After World War II, New Mexico native Domitilio Lucero, like so many others, came to Southern California looking for work.
He got a job at the Long Beach Naval Shipyard on Terminal Island and discovered San Pedro. He married his high school sweetheart, and they put down roots and raised four sons, two of whom graduated from Fermin Lasuen High and two from San Pedro High.
Lucero didn’t talk much about the war, which was typical for most veterans. He had been a sergeant in the Army Air Corps, an engineer/gunner on a B-26 Marauder medium bomber based in England, and had seen plenty of action before being gravely wounded in a mission over Germany during the Battle of the Bulge. It took years of research from his sons to get the whole story, and it turned out to be a whole lot more than even Lucero himself knew. Back in the states, recovering from his wounds, he was unaware he had been awarded the Silver Star, the nation’s third highest award exclusively for combat valor.
Nearly 70 years later, Lucero, now 89 and living in Barstow, will receive his Silver Star in a special ceremony Nov. 5.

▶ _SET PROBLEM A_
Rewrite the Lucero passage from "Lucero didn’t talk" to "for combat valor.", replacing "Army Air Corps" with "U.S. Army Air Forces".
▶ _SET PROBLEM B_
Translate this sentence from the Lucero passage into Spanish: "Lucero didn’t talk much about the war, which was typical for most veterans."
Rely on the Lucero passage alone.

▶ _EXTRACTED ENTRIES_
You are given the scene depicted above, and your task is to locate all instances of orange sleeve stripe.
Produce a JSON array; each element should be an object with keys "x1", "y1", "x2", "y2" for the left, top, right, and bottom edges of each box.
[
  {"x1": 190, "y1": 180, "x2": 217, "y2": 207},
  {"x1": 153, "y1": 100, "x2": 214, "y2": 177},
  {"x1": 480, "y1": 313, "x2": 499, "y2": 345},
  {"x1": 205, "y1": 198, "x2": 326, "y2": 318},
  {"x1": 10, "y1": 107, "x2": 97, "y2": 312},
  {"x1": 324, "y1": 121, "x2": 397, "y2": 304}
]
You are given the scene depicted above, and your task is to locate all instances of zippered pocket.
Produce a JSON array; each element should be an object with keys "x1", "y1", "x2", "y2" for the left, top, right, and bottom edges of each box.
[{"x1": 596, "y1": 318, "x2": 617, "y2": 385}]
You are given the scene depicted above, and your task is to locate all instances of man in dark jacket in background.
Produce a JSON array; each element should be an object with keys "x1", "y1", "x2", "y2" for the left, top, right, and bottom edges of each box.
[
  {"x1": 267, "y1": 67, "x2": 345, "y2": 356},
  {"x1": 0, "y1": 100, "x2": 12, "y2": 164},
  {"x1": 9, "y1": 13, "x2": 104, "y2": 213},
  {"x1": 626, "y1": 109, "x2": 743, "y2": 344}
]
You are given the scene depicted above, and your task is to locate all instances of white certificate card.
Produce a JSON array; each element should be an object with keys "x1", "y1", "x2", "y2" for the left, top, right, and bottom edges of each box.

▶ _EXPECTED ANSWER A_
Lucero didn’t talk much about the war, which was typical for most veterans. He had been a sergeant in the U.S. Army Air Forces, an engineer/gunner on a B-26 Marauder medium bomber based in England, and had seen plenty of action before being gravely wounded in a mission over Germany during the Battle of the Bulge. It took years of research from his sons to get the whole story, and it turned out to be a whole lot more than even Lucero himself knew. Back in the states, recovering from his wounds, he was unaware he had been awarded the Silver Star, the nation’s third highest award exclusively for combat valor.

▶ _EXPECTED ANSWER B_
Lucero no hablaba mucho de la guerra, lo cual era típico de la mayoría de los veteranos.